(Quoted passage begins)

The Story
Why it exists.
The beginning
Signoricci arrived in 1965, composed by Michel Hy for Nina Ricci. The name itself is a play on the house, two syllables that carry the full weight of Parisian elegance. Where L'Air du Temps owned the feminine canon, Signoricci was the house's answer to the modern man: someone who wanted refinement without ceremony, presence without performance. Hy reached for the citrus-fresh, green-aromatic vocabulary that was reshaping masculine fragrance in the mid-60s, translating Nina Ricci's romantic sensibility into something with edges.
What sets Signoricci apart is its fougère architecture. The classic fern-inspired accord, built on lavender, coumarin, and oakmoss, had defined masculine perfumery since the 1890s. Hy didn't abandon that structure. He refreshed it. The galbanum and green notes push against the fougère backbone, creating a tension between crisp herbal sharpness and warm animalic depth. It's this push-pull that gives Signoricci its distinct character: modern enough to feel current, grounded enough to feel timeless.
The evolution
The opening hits sharp, lemon, bergamot, and galbanum cutting through with an almost medicinal freshness. Petitgrain adds a slightly bitter, woody edge that keeps it from feeling too clean. Within twenty minutes, the heart takes over: lily of the valley and rose bring a soft floral sweetness that tempers the citrus, while carnation adds a touch of warmth. The drydown is where it earns its age. Oakmoss and vetiver settle into an earthy, slightly bitter base. Cedar and amber provide structure. Civet lingers, subtle, animalic, the kind of presence that reads as skin, not perfume. Moderate sillage means it stays close, intimate, present for hours without ever announcing itself to the room.

(Quoted passage ends)

> **Tasks to complete**
(1) Answer these questions from the Signoricci story:
(a) In what year did Signoricci arrive, and who composed it?
(b) Which three ingredients make up the classic fern-inspired accord?
(c) Which two notes in the heart bring a soft floral sweetness?
(2) Write the next paragraph of the Signoricci story, picking up after its last sentence.

(Supplied data begins)

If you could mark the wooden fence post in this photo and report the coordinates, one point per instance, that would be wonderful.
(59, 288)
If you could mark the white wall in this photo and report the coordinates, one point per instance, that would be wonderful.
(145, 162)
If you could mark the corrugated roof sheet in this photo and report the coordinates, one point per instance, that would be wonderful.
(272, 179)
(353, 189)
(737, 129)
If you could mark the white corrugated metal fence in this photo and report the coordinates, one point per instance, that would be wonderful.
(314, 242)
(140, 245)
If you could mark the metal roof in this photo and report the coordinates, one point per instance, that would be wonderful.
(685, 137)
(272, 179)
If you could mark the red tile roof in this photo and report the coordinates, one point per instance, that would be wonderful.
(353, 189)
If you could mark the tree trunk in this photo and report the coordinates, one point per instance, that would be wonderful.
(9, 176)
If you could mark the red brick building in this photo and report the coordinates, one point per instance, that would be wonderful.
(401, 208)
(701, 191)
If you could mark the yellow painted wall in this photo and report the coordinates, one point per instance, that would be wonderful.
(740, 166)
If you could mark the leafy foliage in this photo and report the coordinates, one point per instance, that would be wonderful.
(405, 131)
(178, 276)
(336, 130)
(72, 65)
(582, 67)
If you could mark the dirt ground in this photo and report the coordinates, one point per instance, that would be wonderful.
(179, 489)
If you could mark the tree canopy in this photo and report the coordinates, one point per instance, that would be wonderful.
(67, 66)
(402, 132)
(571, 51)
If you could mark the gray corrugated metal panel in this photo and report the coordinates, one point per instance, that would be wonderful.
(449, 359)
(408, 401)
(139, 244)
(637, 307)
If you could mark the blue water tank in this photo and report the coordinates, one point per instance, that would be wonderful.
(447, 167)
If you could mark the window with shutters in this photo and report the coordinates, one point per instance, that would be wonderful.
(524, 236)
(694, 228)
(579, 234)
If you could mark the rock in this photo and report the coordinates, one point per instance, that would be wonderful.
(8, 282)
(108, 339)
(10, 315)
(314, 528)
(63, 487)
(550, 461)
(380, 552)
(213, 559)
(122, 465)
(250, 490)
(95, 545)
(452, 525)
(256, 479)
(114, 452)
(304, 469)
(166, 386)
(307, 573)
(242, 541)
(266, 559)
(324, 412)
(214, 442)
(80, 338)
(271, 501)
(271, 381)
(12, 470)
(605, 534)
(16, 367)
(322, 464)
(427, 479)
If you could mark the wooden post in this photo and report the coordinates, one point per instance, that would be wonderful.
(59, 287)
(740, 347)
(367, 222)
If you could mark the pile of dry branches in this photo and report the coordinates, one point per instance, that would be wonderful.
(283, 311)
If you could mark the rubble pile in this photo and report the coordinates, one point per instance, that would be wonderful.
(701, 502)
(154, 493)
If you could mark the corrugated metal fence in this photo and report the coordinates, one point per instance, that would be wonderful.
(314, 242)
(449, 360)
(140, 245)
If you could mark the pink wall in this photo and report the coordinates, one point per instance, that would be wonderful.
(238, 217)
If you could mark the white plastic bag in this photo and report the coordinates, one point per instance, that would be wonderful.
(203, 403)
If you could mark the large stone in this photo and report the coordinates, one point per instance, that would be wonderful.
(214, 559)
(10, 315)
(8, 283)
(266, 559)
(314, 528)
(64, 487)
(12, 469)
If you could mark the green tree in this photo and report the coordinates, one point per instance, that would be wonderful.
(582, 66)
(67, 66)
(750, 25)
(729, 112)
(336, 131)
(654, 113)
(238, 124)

(Supplied data ends)

> **Responses for each task**
(1)
(a) 1965, by Michel Hy
(b) Lavender, coumarin, and oakmoss
(c) Lily of the valley and rose

(2)
Cultural impact
Signoricci belongs to a specific moment in masculine fragrance history: the mid-1960s, when the bold oriental structures of earlier decades were giving way to something more restrained, more aromatic, more modern. It sits at the intersection of the traditional chypre and the emerging aromatic fougère that would dominate the 1970s. What makes it notable is that it didn't abandon the classic structure, oakmoss, civet, warmth, to get there. It kept the depth while sharpening the surface. That balance is what gives Signoricci its particular character: a fragrance that reads as contemporary without having sacrificed the richness that makes older chypres worth returning to.